• _TASK ITEM_
Here is the task for the records below: repeat exactly the lines from the one with "Where can the utility" to the one with "Where can the green tree", both included, and nothing else.

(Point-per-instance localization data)
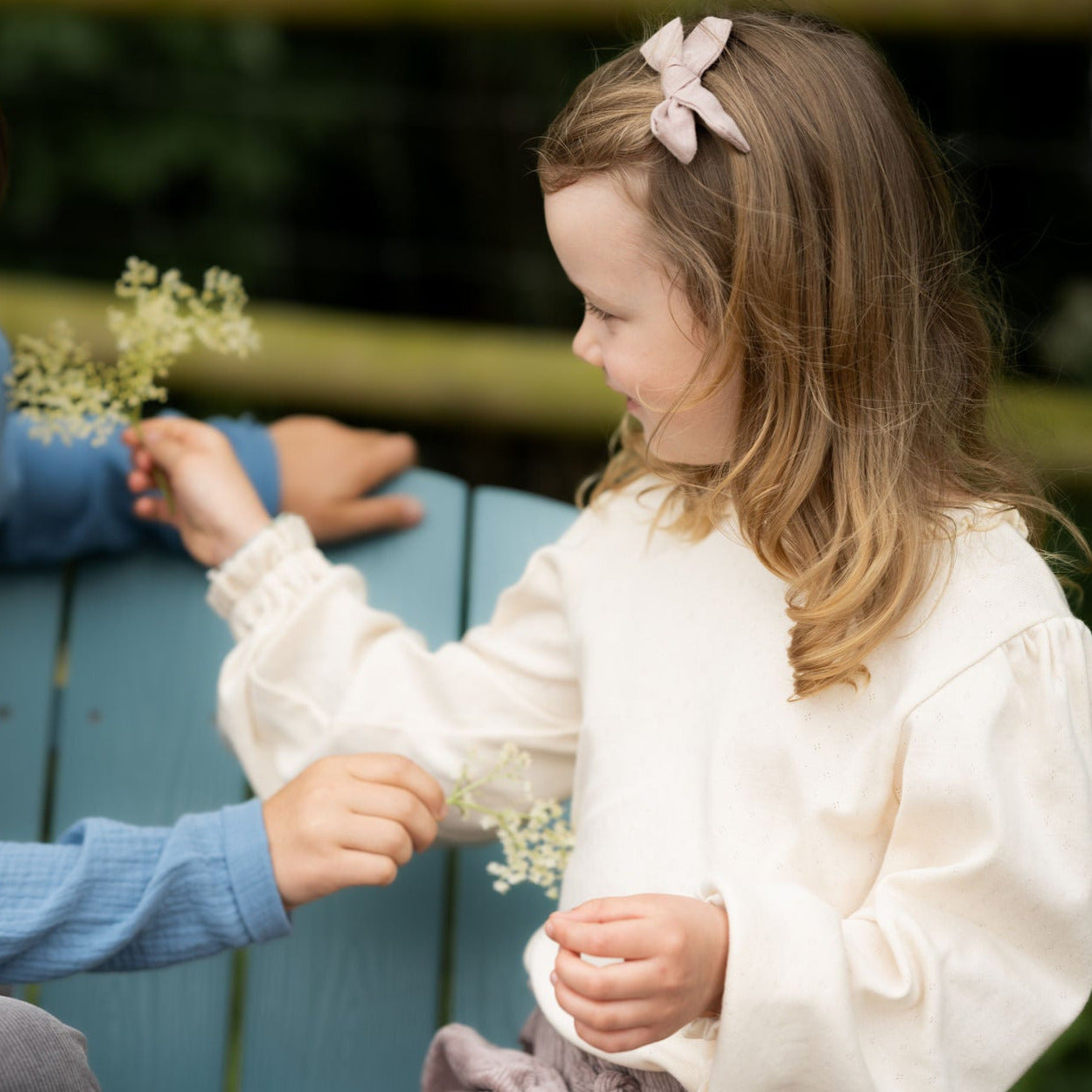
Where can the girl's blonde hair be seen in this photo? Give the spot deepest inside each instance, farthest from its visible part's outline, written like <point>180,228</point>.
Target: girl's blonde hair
<point>826,267</point>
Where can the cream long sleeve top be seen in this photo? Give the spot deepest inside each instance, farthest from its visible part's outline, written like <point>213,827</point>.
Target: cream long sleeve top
<point>907,868</point>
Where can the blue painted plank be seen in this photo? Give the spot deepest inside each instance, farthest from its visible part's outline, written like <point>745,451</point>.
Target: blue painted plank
<point>490,986</point>
<point>349,1000</point>
<point>30,603</point>
<point>138,743</point>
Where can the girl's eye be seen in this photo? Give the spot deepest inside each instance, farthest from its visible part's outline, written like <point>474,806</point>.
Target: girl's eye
<point>597,311</point>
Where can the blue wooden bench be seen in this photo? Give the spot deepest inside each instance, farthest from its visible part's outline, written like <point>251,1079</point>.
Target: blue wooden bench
<point>107,699</point>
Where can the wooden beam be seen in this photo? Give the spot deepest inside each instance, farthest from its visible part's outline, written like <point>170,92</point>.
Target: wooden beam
<point>419,370</point>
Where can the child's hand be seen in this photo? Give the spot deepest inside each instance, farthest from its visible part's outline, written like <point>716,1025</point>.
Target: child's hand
<point>327,469</point>
<point>675,953</point>
<point>214,506</point>
<point>348,822</point>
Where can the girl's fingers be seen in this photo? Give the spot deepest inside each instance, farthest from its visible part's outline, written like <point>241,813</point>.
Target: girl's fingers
<point>401,773</point>
<point>616,982</point>
<point>628,938</point>
<point>612,1042</point>
<point>362,869</point>
<point>603,1016</point>
<point>377,836</point>
<point>398,809</point>
<point>154,509</point>
<point>614,908</point>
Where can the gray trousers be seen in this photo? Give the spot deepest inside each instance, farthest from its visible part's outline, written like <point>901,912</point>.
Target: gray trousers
<point>461,1061</point>
<point>39,1054</point>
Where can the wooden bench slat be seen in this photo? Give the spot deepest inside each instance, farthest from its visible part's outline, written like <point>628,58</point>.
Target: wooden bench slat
<point>30,605</point>
<point>349,1002</point>
<point>490,986</point>
<point>137,743</point>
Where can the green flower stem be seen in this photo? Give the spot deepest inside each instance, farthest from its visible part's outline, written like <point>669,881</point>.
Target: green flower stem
<point>160,479</point>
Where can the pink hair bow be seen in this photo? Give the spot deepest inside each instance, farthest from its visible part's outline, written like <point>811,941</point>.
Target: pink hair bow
<point>680,64</point>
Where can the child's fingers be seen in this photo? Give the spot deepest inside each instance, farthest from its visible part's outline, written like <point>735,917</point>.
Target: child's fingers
<point>612,908</point>
<point>154,509</point>
<point>630,938</point>
<point>400,772</point>
<point>603,1016</point>
<point>353,868</point>
<point>616,982</point>
<point>613,1042</point>
<point>377,835</point>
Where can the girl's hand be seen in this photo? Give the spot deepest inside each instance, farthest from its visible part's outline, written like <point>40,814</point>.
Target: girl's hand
<point>214,506</point>
<point>352,820</point>
<point>327,467</point>
<point>675,952</point>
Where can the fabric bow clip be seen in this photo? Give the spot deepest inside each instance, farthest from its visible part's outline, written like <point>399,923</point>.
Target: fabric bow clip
<point>680,66</point>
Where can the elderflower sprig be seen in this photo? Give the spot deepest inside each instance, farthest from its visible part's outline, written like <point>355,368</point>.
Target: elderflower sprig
<point>66,393</point>
<point>536,843</point>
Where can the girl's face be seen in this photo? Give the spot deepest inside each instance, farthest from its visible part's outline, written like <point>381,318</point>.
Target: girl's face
<point>637,327</point>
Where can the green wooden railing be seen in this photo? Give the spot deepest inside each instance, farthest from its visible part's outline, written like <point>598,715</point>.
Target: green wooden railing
<point>420,370</point>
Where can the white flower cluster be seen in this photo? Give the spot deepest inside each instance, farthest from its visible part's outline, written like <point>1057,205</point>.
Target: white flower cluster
<point>68,394</point>
<point>536,842</point>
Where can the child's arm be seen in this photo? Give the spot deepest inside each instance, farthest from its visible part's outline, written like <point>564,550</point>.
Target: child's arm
<point>970,954</point>
<point>112,897</point>
<point>318,671</point>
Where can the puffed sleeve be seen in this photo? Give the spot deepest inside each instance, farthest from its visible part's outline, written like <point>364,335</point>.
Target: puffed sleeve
<point>973,949</point>
<point>317,671</point>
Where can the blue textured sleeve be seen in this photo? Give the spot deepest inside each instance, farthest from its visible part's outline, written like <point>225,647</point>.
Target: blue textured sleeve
<point>109,897</point>
<point>63,500</point>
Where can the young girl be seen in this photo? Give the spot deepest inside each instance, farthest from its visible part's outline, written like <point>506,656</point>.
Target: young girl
<point>822,706</point>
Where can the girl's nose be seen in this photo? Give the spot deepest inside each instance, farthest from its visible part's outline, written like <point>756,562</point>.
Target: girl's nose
<point>585,345</point>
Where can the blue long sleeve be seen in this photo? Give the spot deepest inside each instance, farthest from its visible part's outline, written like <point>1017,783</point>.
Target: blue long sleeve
<point>110,897</point>
<point>59,501</point>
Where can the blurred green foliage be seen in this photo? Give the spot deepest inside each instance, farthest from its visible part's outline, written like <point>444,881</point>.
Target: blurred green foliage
<point>389,168</point>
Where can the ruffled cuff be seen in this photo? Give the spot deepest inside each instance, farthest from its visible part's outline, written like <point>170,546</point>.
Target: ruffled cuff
<point>276,566</point>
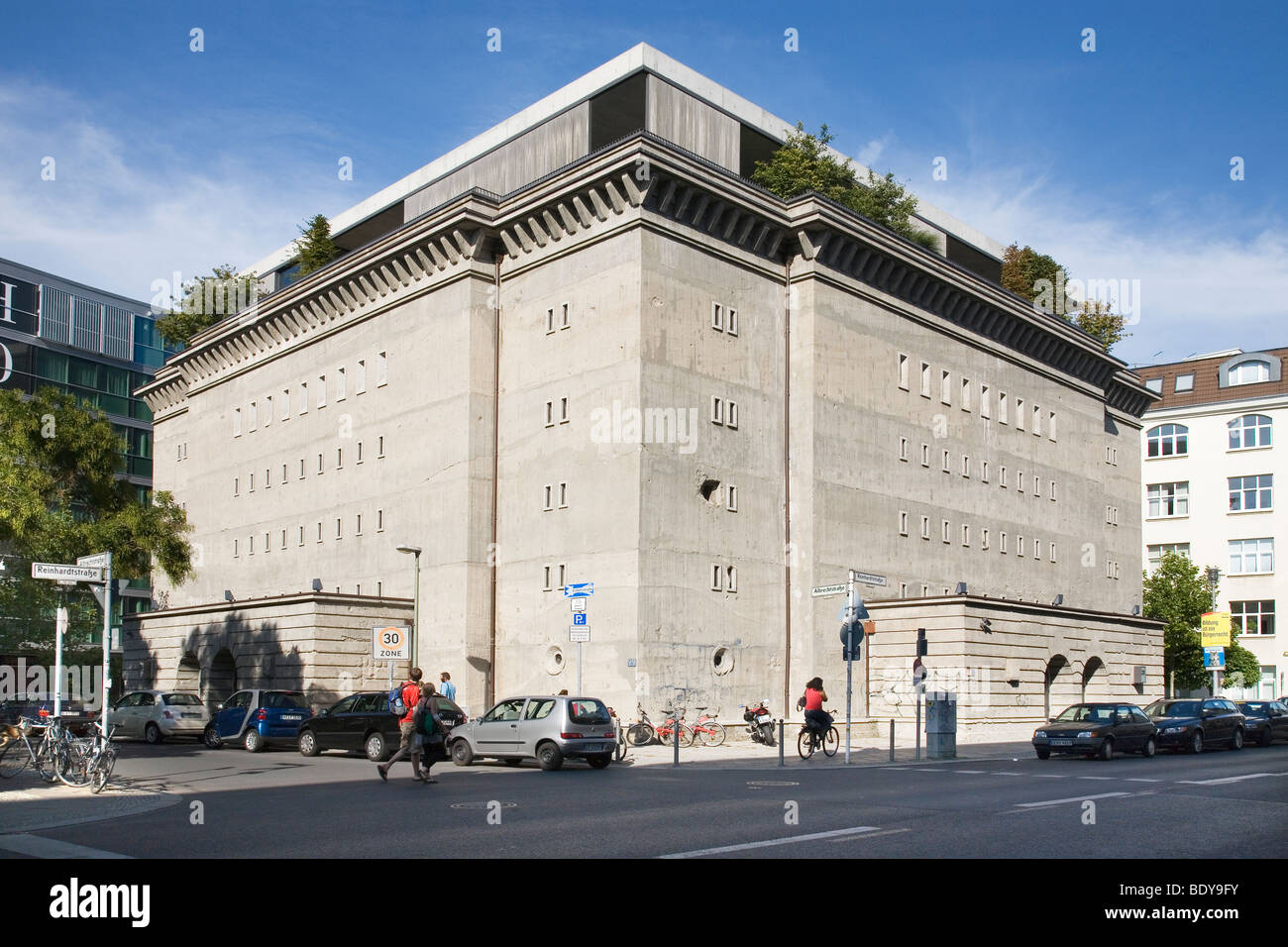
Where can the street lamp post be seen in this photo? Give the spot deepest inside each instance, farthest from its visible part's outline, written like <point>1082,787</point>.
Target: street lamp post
<point>415,598</point>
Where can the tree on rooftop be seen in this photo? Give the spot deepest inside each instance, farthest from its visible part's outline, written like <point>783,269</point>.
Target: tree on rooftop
<point>804,163</point>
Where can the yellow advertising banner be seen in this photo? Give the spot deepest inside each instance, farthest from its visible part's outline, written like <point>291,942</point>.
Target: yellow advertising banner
<point>1215,630</point>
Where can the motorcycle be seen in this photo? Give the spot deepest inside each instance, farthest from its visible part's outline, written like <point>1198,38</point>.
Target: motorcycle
<point>760,723</point>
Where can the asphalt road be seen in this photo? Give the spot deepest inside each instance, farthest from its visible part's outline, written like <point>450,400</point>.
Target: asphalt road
<point>228,802</point>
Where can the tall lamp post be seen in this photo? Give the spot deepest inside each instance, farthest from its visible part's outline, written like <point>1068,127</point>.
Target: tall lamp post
<point>415,607</point>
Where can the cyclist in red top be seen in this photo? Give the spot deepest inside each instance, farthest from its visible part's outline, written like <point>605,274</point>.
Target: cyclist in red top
<point>407,729</point>
<point>815,718</point>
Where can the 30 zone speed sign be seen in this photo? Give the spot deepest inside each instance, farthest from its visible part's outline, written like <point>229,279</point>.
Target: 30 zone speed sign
<point>390,643</point>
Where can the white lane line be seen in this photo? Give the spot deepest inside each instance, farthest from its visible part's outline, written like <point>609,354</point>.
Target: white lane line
<point>1072,799</point>
<point>52,848</point>
<point>769,843</point>
<point>1229,779</point>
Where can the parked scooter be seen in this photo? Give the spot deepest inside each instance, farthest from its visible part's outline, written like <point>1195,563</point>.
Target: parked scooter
<point>760,723</point>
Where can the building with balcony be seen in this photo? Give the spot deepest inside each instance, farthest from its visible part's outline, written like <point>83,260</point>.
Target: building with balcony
<point>585,348</point>
<point>1209,464</point>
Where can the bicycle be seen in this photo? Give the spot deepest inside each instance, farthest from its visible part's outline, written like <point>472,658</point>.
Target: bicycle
<point>643,732</point>
<point>811,738</point>
<point>707,729</point>
<point>47,758</point>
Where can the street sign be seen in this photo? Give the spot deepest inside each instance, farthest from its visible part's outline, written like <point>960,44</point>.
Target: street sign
<point>1215,629</point>
<point>390,643</point>
<point>65,574</point>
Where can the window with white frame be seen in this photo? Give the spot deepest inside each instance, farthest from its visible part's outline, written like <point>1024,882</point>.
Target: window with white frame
<point>1167,441</point>
<point>1168,499</point>
<point>1254,492</point>
<point>1253,617</point>
<point>1249,432</point>
<point>1252,557</point>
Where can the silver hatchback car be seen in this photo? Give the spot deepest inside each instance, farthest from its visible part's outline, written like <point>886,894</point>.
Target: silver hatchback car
<point>549,729</point>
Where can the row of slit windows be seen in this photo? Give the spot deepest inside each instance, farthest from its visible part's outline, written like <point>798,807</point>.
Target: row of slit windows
<point>267,482</point>
<point>1033,414</point>
<point>303,534</point>
<point>261,412</point>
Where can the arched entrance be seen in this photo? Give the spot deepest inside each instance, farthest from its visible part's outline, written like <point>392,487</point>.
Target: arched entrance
<point>1091,684</point>
<point>223,678</point>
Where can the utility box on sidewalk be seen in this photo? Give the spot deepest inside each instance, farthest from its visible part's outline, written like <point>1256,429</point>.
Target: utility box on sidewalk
<point>940,725</point>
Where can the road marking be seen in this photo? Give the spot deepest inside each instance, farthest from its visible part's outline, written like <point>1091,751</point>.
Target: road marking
<point>1229,779</point>
<point>769,843</point>
<point>1070,799</point>
<point>52,848</point>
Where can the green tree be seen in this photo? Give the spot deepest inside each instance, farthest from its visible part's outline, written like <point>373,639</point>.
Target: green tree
<point>206,300</point>
<point>63,499</point>
<point>804,163</point>
<point>314,247</point>
<point>1179,594</point>
<point>1042,281</point>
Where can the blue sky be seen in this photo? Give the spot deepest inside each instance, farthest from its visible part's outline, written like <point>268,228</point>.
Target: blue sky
<point>1115,161</point>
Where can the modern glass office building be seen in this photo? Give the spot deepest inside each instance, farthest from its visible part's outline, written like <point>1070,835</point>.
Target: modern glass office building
<point>95,344</point>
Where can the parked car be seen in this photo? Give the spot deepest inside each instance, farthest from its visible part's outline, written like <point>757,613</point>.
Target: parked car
<point>1190,723</point>
<point>1265,720</point>
<point>155,715</point>
<point>257,719</point>
<point>546,728</point>
<point>364,722</point>
<point>1098,729</point>
<point>76,718</point>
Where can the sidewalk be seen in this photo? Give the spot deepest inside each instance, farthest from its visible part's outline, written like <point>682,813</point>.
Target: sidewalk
<point>34,806</point>
<point>863,753</point>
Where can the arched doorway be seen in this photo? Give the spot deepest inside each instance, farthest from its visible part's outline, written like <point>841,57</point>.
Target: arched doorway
<point>1090,689</point>
<point>188,677</point>
<point>1052,685</point>
<point>223,678</point>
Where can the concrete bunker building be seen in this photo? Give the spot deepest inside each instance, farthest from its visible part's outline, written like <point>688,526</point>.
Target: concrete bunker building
<point>584,348</point>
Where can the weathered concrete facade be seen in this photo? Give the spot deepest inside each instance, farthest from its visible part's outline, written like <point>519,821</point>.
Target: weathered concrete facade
<point>622,343</point>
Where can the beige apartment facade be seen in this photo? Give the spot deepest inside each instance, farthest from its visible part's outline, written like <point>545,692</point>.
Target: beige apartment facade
<point>644,372</point>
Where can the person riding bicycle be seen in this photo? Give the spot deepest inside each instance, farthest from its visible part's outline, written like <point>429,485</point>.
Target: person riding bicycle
<point>815,718</point>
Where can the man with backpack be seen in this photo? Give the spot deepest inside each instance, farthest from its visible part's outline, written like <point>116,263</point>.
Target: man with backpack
<point>402,701</point>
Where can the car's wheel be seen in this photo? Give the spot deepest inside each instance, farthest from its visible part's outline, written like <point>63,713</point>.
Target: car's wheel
<point>550,757</point>
<point>462,753</point>
<point>375,748</point>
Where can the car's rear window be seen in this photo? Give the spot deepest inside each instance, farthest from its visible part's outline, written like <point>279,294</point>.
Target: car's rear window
<point>588,711</point>
<point>283,699</point>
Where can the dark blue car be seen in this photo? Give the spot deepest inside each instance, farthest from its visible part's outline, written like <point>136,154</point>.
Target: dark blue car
<point>258,718</point>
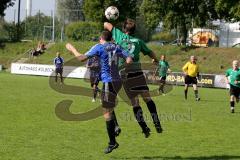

• _ANSWER TO THE EXERCISE_
Where can the utility box on sidewalk be seen in this photo? Give the spot deepest inside each instance, farthest from its visible part's outline, written like <point>1256,429</point>.
Target: utility box on sidewalk
<point>940,725</point>
Where can the road marking be seen in this photo? Give the spot deepest inside each instance, farthest from its visible part's outline, written like <point>1091,751</point>.
Target: road marking
<point>1229,779</point>
<point>769,843</point>
<point>1070,799</point>
<point>52,848</point>
Where can the green tree be seen in this photo? Give the spot deepest inside each instance, farthest from its visible part's outline, written like <point>373,639</point>.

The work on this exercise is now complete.